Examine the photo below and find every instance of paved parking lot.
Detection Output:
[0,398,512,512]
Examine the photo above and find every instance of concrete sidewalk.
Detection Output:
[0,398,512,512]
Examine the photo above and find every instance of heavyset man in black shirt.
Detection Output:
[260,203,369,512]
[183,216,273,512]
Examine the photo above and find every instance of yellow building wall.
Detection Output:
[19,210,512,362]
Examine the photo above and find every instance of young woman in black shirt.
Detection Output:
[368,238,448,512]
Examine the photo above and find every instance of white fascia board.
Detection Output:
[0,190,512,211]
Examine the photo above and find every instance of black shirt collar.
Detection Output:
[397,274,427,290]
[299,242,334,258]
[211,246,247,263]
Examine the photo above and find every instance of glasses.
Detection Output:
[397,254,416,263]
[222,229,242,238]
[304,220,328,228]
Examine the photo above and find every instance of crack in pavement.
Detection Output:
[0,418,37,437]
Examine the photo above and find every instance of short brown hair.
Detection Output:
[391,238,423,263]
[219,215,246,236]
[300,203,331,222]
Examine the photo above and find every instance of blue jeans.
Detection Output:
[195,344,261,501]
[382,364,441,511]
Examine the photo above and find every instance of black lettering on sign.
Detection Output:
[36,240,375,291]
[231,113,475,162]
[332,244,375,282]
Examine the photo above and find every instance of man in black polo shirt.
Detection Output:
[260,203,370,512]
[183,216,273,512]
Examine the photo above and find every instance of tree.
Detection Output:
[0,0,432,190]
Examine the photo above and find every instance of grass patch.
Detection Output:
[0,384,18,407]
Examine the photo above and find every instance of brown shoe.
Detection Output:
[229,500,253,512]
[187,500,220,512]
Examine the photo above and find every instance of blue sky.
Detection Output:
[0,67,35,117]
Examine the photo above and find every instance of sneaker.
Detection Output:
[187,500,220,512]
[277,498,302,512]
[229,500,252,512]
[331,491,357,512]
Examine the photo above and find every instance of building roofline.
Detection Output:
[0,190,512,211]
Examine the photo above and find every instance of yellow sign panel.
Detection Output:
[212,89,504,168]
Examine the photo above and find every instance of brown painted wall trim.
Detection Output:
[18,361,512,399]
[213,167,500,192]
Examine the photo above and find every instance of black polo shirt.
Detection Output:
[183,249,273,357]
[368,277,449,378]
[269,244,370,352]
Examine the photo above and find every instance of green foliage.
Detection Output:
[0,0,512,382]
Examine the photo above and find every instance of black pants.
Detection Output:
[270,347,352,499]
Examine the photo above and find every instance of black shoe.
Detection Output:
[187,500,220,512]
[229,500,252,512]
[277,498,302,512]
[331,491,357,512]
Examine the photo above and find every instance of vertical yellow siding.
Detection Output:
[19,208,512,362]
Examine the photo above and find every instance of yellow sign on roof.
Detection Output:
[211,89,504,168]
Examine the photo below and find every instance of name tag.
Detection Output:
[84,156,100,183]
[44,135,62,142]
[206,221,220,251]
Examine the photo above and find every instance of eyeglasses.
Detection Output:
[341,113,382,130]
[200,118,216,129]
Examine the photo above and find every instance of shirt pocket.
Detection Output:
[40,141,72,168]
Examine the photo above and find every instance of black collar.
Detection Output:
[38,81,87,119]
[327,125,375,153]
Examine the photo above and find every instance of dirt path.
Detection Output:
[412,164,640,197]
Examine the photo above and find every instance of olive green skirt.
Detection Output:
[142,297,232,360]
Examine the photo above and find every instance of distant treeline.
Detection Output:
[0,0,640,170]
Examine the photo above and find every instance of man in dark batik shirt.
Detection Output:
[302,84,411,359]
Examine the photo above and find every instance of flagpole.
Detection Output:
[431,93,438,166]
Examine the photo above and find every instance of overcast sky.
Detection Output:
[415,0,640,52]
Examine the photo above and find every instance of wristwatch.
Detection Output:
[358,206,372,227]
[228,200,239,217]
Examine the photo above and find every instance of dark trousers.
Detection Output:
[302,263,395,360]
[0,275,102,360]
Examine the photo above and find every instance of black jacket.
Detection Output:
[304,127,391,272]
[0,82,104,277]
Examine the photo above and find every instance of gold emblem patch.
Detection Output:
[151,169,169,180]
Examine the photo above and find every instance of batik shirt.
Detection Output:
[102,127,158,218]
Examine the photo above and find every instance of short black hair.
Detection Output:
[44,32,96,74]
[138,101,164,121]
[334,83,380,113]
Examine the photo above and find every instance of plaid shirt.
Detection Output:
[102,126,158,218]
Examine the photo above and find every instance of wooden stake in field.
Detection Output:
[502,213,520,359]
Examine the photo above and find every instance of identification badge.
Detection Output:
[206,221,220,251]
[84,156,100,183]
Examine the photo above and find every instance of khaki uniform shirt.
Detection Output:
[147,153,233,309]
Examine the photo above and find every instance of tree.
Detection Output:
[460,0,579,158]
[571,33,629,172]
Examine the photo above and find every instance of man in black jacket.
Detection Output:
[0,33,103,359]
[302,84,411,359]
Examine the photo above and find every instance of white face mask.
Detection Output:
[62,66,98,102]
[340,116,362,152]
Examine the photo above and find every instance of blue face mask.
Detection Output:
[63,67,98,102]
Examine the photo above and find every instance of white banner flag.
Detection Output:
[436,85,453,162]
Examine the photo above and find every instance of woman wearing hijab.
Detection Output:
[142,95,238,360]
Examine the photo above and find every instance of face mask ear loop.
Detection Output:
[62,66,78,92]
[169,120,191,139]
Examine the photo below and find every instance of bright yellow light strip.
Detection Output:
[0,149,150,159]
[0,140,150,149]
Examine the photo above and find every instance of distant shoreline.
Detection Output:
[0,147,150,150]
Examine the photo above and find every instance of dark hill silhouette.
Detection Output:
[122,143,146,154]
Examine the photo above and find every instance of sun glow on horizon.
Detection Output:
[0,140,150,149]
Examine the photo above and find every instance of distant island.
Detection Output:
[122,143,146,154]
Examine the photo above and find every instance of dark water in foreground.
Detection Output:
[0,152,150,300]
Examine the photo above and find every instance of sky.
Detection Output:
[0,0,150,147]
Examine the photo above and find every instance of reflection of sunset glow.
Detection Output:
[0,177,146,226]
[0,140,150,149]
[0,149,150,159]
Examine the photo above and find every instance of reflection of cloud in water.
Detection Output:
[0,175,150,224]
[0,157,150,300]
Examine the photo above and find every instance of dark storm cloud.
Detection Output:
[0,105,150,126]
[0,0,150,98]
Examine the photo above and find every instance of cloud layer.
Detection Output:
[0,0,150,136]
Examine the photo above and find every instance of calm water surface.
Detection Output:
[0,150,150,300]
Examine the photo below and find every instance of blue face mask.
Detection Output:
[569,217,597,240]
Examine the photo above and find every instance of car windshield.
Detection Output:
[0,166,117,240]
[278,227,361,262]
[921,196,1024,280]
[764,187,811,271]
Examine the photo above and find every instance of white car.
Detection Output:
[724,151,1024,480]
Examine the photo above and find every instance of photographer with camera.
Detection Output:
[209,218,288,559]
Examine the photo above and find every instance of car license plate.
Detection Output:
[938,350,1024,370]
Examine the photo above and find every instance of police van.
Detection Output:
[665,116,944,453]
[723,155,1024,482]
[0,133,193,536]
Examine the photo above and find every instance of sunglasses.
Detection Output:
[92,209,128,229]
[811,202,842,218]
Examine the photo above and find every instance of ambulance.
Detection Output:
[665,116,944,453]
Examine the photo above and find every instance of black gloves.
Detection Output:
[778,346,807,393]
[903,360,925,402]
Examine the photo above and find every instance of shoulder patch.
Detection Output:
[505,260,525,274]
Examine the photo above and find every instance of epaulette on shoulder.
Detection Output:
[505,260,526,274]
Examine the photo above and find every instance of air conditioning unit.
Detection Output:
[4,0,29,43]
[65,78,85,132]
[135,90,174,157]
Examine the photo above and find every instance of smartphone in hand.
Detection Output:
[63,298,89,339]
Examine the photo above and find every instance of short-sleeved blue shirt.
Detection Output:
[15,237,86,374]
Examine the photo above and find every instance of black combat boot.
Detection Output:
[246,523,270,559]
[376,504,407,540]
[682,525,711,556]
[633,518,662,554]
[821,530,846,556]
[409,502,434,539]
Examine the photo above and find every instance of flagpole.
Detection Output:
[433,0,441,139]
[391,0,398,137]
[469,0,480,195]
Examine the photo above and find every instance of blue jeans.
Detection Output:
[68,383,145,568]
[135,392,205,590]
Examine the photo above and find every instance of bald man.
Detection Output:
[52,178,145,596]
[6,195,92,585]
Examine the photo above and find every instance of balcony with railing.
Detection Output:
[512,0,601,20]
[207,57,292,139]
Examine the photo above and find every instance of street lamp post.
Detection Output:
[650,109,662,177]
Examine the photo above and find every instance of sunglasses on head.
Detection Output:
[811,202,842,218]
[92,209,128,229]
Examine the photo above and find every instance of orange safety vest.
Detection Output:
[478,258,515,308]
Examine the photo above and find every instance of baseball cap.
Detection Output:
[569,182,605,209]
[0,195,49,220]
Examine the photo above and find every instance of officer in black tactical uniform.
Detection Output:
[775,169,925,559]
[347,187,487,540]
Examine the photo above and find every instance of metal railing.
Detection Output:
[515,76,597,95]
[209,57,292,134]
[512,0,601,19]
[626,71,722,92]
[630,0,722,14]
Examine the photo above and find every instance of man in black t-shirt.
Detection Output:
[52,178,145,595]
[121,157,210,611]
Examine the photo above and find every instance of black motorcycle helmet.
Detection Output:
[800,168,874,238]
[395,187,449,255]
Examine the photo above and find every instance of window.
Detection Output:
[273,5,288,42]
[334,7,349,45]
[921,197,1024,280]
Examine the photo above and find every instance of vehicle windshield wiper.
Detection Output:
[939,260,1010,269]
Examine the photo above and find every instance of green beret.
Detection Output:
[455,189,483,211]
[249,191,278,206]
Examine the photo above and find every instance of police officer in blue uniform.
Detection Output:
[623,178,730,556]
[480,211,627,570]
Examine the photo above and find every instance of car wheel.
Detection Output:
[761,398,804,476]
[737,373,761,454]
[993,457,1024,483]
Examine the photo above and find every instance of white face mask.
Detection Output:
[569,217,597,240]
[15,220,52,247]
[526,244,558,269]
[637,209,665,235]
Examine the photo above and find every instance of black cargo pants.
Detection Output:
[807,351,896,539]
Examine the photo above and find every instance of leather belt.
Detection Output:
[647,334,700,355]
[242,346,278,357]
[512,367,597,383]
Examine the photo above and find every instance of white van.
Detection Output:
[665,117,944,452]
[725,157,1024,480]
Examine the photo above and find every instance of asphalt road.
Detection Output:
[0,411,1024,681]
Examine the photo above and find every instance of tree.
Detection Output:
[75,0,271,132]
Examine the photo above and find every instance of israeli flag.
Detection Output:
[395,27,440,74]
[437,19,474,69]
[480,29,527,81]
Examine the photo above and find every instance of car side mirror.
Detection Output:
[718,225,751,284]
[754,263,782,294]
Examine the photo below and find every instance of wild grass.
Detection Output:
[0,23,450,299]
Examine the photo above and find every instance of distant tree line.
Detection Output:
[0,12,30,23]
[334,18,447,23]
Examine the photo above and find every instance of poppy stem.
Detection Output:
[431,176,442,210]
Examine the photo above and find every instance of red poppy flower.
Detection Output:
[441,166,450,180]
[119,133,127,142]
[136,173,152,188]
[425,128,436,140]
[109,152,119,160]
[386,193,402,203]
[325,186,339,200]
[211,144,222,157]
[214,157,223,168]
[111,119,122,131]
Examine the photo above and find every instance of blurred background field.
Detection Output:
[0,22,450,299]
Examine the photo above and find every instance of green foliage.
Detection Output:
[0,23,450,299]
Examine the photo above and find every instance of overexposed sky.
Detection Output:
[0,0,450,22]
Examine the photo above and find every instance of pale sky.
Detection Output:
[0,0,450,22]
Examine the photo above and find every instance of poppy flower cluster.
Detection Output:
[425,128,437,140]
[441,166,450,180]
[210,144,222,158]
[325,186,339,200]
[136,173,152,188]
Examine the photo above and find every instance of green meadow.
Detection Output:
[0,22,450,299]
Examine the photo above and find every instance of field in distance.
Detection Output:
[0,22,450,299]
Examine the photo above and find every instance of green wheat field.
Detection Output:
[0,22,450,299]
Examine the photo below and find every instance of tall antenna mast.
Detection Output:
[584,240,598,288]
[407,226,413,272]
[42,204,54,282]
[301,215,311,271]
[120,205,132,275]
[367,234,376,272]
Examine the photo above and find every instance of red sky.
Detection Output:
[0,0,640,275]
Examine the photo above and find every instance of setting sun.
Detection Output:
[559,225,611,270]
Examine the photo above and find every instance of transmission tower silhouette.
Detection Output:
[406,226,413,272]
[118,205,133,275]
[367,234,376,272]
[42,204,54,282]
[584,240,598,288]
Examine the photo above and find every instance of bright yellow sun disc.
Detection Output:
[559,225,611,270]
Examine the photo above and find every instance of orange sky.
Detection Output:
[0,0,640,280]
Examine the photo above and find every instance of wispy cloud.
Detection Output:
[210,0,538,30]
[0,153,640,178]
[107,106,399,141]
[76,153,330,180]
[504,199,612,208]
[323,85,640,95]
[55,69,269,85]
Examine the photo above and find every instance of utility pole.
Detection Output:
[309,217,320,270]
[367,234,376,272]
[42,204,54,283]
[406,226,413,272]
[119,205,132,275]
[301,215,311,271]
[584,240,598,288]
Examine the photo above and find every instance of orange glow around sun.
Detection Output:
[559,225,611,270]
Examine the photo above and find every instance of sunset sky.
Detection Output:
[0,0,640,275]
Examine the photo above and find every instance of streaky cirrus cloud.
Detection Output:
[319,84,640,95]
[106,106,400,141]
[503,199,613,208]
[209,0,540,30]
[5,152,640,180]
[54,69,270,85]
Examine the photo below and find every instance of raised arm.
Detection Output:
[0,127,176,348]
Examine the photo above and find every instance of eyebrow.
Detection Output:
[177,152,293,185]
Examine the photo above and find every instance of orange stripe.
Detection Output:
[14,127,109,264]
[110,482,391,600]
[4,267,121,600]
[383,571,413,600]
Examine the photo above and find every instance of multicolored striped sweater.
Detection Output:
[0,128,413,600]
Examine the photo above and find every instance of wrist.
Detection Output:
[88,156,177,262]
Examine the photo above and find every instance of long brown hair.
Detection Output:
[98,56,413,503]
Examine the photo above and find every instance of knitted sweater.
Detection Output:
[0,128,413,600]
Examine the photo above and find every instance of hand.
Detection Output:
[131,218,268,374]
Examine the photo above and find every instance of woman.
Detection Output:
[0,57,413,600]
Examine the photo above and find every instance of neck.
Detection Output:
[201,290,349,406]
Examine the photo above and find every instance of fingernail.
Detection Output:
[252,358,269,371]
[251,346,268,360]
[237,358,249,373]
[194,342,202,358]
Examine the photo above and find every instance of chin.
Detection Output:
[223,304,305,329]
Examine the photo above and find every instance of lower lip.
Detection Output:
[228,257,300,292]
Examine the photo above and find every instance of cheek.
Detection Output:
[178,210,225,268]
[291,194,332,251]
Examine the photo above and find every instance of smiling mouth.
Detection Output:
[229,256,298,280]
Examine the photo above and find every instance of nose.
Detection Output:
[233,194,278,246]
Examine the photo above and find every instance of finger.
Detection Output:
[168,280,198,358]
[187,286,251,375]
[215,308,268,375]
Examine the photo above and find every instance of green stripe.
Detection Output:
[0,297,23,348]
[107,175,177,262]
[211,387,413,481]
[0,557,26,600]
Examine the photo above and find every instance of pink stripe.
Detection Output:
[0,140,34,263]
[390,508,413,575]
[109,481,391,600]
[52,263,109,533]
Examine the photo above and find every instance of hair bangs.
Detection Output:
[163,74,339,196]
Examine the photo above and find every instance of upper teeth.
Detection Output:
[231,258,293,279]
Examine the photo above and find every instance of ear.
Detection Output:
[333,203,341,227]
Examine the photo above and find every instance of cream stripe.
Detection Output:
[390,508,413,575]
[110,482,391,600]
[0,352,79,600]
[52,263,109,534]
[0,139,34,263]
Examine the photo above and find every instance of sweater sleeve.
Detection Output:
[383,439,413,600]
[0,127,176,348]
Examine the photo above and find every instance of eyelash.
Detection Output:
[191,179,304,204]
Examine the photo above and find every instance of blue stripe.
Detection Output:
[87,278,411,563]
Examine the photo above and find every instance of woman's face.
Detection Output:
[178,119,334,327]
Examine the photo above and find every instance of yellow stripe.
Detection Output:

····················

GIVEN PROBLEM :: Scale the data starting at the line that contains "Examine the photo above and find every instance of ambulance." and ending at the line that contains "[505,260,526,274]". Rewrite only those lines, requests included, with every bounding box coordinate multiplied by 1.25 and rounded to a whole number, halves rounding up.

ANSWER TO THIS TASK ::
Examine the photo above and find every instance of ambulance.
Detection Output:
[831,145,1180,566]
Examine the photo above and find every instance of black gloves.
Detection Output:
[973,433,1009,491]
[1129,450,1156,503]
Examine the photo above and find every instance of shoulder patch.
Detection Output:
[631,325,656,343]
Examine the photo above and find every instance of epaulette on shoulder.
Detection Output:
[631,325,658,343]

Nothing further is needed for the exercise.